FRAGMENTO DEL DOCUMENTO
Le seguí diciendo que lo único contrarrevolucionario y arbitrario que yo había visto desde que estaba en el parque había sido aquel interrogatorio, lleno de violaciones desde el primer minuto: «Ustedes llegan, no se identifican ni nada, yo no sé quiénes son ustedes, me quitan mi teléfono y me dicen que tengo que acompañarlos, como hacen los mafiosos, como si esto fuera Ciudad de México. Poco favor le hacen a la Revolución si así la defienden, eso sin contar la cantidad de veces que han irrespetado mi identidad de género pese a que les he explicado».
Enseguida salió a decirme que a la Revolución se le defendía como fuera, a cualquier precio, y me repitió que no iban a permitir ningún acto subversivo contra ella. Luego quiso saber qué relación tenía yo con Yanelys Núñez. Le respondí que solo la conocía de las redes. «Ustedes deben saberlo», añadí.

–Pues tenemos información de que ella te va a contactar en estos días, si es que no lo ha hecho ya. ¿Ya te contactó?
–Ustedes deben saberlo –evidentemente él estaba tirando piedra para ver con cuál acertaba–. Si supuestamente saben que ella me va a contactar, también les va a ser muy fácil saber si ya lo hizo, o saberlo cuando lo haga.
–Bueno, mire, yo sólo le advierto, porque lo quieren utilizar y lo pueden perjudicar.
–Me sigue tratando incorrectamente.
–Mire, Fulano, esto es una cosa seria…
–No me llame Fulano. Mi nombre es Mel Herrera.
Agarró de la mano del otro mi carné de la mano y me dijo:
–Yo lo voy a tratar como lo que dice aquí. Lo que dice aquí es lo que es. Punto. Y ahora se me va a retirar del parque y se va a ir para su casa en Guanabacoa, ¿entendido? ¡A su casa derechito!
–¿Por qué a mi casa?
–¡Porque lo digo yo! Se va a su casa o me avisa si quiere que lo monte en el carro. Ya esta es la segunda vez que le digo que a su casa, no quiera ver si se lo tengo que decir una tercera.
Me entregó el carné y, en lo que el más joven me traía el celular de vuelta, le pregunté por Maykel y por Nelson. «¿En qué unidad los tienen?». Me dijo que no sabía nada y me aconsejó que me apartara de mis amistades y no fuera a más ninguna protesta ni convocatoria de nada. «Es un derecho. Y lo tendremos que ir recuperando poco a poco», le dije y me largué.

FILAS DISPONIBLES

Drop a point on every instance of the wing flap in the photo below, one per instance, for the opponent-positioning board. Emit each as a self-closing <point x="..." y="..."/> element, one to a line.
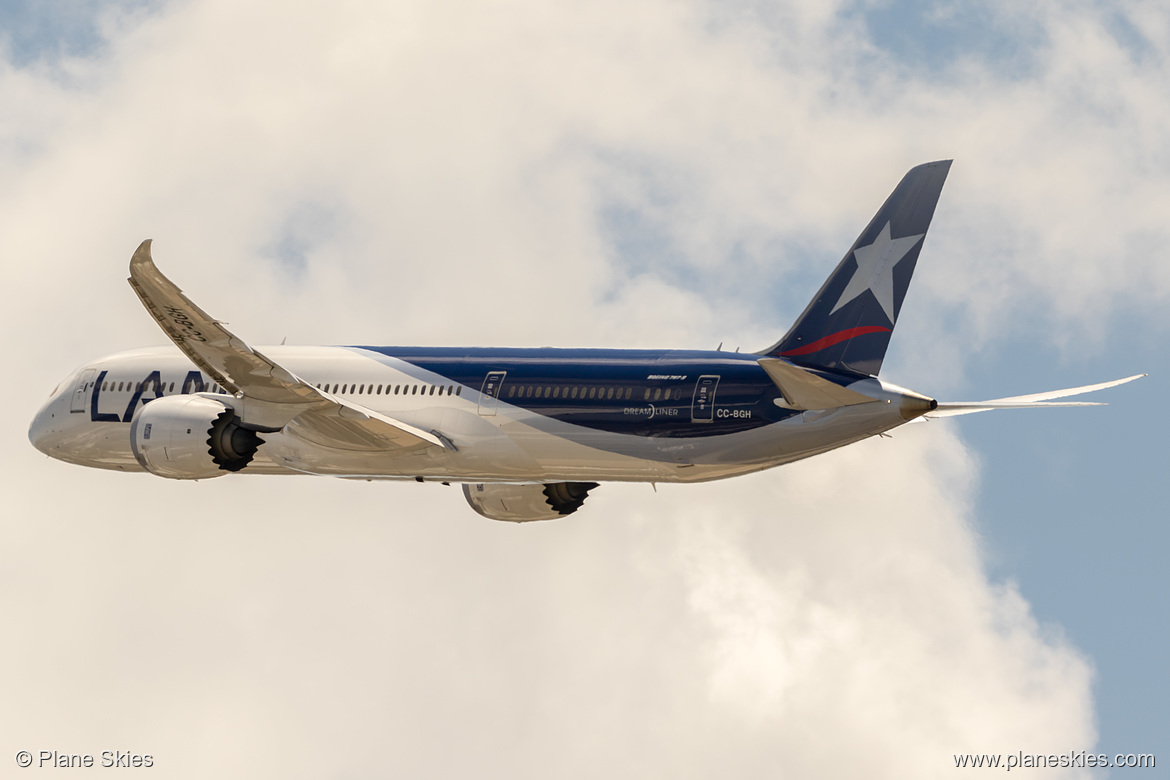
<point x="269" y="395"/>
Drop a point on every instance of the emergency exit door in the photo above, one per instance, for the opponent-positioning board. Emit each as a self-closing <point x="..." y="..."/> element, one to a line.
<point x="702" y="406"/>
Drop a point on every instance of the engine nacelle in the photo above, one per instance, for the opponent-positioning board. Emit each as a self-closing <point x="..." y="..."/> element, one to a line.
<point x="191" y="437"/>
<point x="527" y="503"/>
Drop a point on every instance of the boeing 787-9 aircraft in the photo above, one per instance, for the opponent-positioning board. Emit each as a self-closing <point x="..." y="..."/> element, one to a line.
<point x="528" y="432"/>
==
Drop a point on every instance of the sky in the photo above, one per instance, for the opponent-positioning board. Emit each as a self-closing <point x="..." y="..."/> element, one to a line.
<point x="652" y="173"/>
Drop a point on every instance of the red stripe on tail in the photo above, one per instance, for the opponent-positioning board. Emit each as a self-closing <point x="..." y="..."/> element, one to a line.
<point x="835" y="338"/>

TAREA PENDIENTE
Reproduce sin ningún cambio el pasaje del fragmento que va desde "Enseguida salió a" hasta "lo pueden perjudicar.", ambos incluidos. Responde basándote únicamente en el fragmento.

SOLUCIÓN DESARROLLADA
Enseguida salió a decirme que a la Revolución se le defendía como fuera, a cualquier precio, y me repitió que no iban a permitir ningún acto subversivo contra ella. Luego quiso saber qué relación tenía yo con Yanelys Núñez. Le respondí que solo la conocía de las redes. «Ustedes deben saberlo», añadí.

–Pues tenemos información de que ella te va a contactar en estos días, si es que no lo ha hecho ya. ¿Ya te contactó?
–Ustedes deben saberlo –evidentemente él estaba tirando piedra para ver con cuál acertaba–. Si supuestamente saben que ella me va a contactar, también les va a ser muy fácil saber si ya lo hizo, o saberlo cuando lo haga.
–Bueno, mire, yo sólo le advierto, porque lo quieren utilizar y lo pueden perjudicar.